_CHALLENGE:_
In the material below, reproduce everything from the line containing "Tag the wood" down to the end, renaming "wood grain texture" to "timber grain pattern" and leaving all else unchanged.

-- Start of INFORMATION SHOWN --

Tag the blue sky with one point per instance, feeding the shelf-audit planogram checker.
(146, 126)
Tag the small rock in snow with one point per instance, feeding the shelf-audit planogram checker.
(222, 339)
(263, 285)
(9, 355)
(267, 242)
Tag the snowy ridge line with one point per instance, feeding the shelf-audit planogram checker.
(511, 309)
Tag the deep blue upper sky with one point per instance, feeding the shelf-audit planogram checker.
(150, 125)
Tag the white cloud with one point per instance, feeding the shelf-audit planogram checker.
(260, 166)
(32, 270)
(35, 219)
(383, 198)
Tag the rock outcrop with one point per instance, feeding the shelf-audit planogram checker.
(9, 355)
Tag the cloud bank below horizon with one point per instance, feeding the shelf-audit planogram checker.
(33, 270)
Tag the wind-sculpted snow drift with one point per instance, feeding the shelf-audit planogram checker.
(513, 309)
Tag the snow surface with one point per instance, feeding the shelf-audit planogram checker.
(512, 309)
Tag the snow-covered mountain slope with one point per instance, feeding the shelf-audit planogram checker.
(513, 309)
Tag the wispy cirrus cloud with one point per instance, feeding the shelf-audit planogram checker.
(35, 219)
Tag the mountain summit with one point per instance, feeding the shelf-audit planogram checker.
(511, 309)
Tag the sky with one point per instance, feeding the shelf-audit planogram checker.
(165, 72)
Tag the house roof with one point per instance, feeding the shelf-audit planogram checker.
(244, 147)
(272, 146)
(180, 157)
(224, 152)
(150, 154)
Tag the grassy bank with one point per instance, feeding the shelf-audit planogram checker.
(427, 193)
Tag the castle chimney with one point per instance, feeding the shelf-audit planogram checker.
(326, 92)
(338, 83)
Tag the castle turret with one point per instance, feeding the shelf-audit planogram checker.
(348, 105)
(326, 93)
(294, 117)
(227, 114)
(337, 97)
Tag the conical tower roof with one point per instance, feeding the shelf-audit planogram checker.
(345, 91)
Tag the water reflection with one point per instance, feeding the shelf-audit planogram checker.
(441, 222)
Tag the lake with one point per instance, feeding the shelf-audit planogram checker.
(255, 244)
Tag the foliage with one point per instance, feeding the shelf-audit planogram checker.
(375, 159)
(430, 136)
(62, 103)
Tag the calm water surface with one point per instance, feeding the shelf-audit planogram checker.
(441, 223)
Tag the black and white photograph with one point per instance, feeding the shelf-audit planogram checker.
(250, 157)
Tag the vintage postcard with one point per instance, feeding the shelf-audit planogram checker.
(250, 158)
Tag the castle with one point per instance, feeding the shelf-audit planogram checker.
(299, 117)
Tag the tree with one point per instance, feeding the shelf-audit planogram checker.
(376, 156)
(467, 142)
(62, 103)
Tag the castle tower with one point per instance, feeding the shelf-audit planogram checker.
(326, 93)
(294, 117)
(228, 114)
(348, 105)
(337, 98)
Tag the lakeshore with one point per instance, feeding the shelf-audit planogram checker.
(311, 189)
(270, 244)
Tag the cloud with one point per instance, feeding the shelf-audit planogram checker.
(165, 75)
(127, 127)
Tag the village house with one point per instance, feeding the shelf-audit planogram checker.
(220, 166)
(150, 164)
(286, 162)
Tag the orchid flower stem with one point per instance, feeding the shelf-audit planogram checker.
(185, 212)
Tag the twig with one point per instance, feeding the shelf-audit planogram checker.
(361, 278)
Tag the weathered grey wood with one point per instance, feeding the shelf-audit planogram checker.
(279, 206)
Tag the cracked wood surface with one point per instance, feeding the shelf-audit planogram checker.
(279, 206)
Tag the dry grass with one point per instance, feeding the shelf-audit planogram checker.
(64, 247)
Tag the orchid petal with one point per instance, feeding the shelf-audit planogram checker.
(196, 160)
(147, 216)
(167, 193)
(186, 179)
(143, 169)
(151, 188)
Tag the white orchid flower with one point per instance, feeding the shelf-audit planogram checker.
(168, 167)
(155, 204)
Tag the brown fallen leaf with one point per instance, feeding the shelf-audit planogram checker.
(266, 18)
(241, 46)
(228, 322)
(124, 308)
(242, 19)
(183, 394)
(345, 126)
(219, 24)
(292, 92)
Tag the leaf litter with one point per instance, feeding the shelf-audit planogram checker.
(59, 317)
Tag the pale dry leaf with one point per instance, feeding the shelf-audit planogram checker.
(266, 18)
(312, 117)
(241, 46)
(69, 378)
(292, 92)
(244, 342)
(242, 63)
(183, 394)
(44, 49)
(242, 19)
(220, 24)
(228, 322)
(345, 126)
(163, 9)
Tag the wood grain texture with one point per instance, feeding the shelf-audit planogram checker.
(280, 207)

-- End of INFORMATION SHOWN --

_ANSWER FOR THIS EXERCISE:_
Tag the timber grain pattern with one point per instance, feeding the shelf-audit planogram checker.
(280, 207)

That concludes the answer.